● Task directions
Pick up the commentary on Melania Trump's convention speech after its final sentence and keep writing it.

If anyone needed a reason to oppose Donald Trump's presidential ambitions, the debacle of his wife's plagiarized speech at the Republican Convention last night sure offers up a good one.
It's obvious to anyone with half a brain -- which apparently doesn't include Donald Trump -- that Melania Trump borrowed from Michele Obama's 2008 speech at the Democratic Convention where her husband won his first presidential nomination.
The New York Times has a clear comparison of the Trump and Obama speeches in "Questions Over Melania Trump's Speech Set Off Finger-Pointing." Here's the more extensive example of plagiarism. (click to enlarge)
The chance that Melania Trump independently came up with the same ideas, the same words, and the same order of expressing them as Michelle Obama did is so close to zero, let's just round things off and say... zero.

● Dataset excerpts
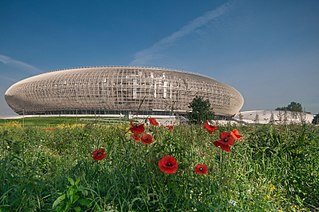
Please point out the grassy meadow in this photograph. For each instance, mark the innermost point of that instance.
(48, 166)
...
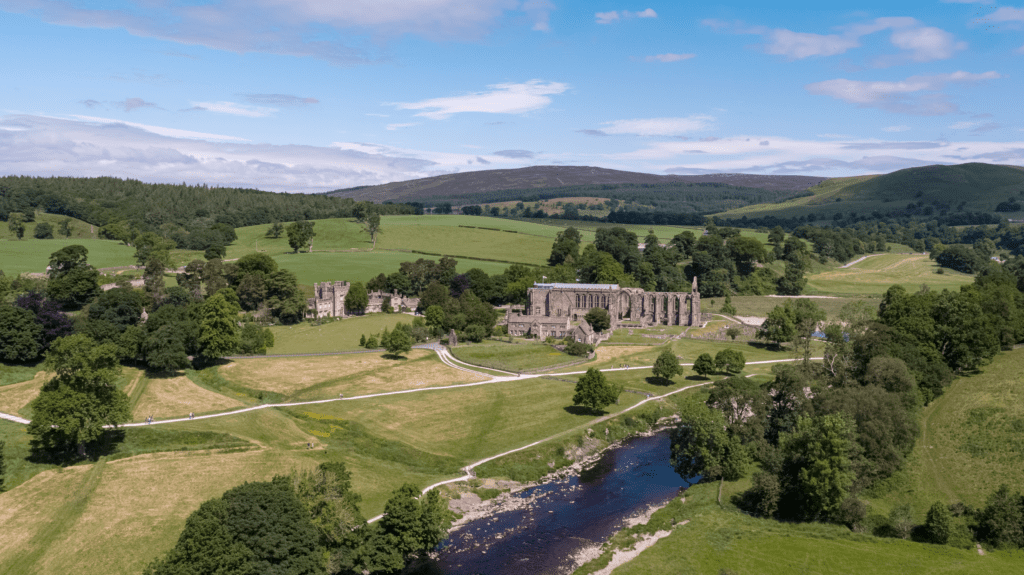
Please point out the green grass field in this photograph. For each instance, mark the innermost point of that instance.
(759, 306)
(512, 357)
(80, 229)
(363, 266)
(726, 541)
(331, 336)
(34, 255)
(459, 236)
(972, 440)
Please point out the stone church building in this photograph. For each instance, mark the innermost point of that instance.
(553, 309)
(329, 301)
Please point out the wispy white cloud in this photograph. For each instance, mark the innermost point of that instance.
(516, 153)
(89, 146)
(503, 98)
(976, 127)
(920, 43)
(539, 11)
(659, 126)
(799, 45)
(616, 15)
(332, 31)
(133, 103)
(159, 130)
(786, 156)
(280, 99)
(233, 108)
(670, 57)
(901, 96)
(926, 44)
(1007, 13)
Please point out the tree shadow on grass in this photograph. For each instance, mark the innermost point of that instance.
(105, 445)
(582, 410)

● Written reply
Supporting the near-certainty that significant portions of Trump's speech were copied almost verbatim from Obama's speech is a follow-up New York Times story: "How Melania Trump's Speech Veered Off Course and Caused an Uproar." The story is based on interviews "with more than a dozen people involved in and close to the Trump campaign."
The Trump campaign turned to two high-powered speechwriters, who had helped write signature political oratory like George W. Bush’s speech to the nation on Sept. 11, 2001, to introduce Ms. Trump, a Slovenian-born former model, to the nation on the opening night of the Republican National Convention.
It did not go as planned, and it has eclipsed much of the action at the party gathering in Cleveland, where delegates on Tuesday night formally nominated Mr. Trump for president.
The speechwriters, Matthew Scully and John McConnell, sent Ms. Trump a draft last month, eager for her approval.
Weeks went by. They heard nothing.
Inside Trump Tower, it turned out, Ms. Trump had decided she was uncomfortable with the text, and began tearing it apart, leaving a small fraction of the original.
...The two original speechwriters were not aware of how significantly the speech had been changed until they saw Ms. Trump deliver it on television Monday night, along with the rest of the country.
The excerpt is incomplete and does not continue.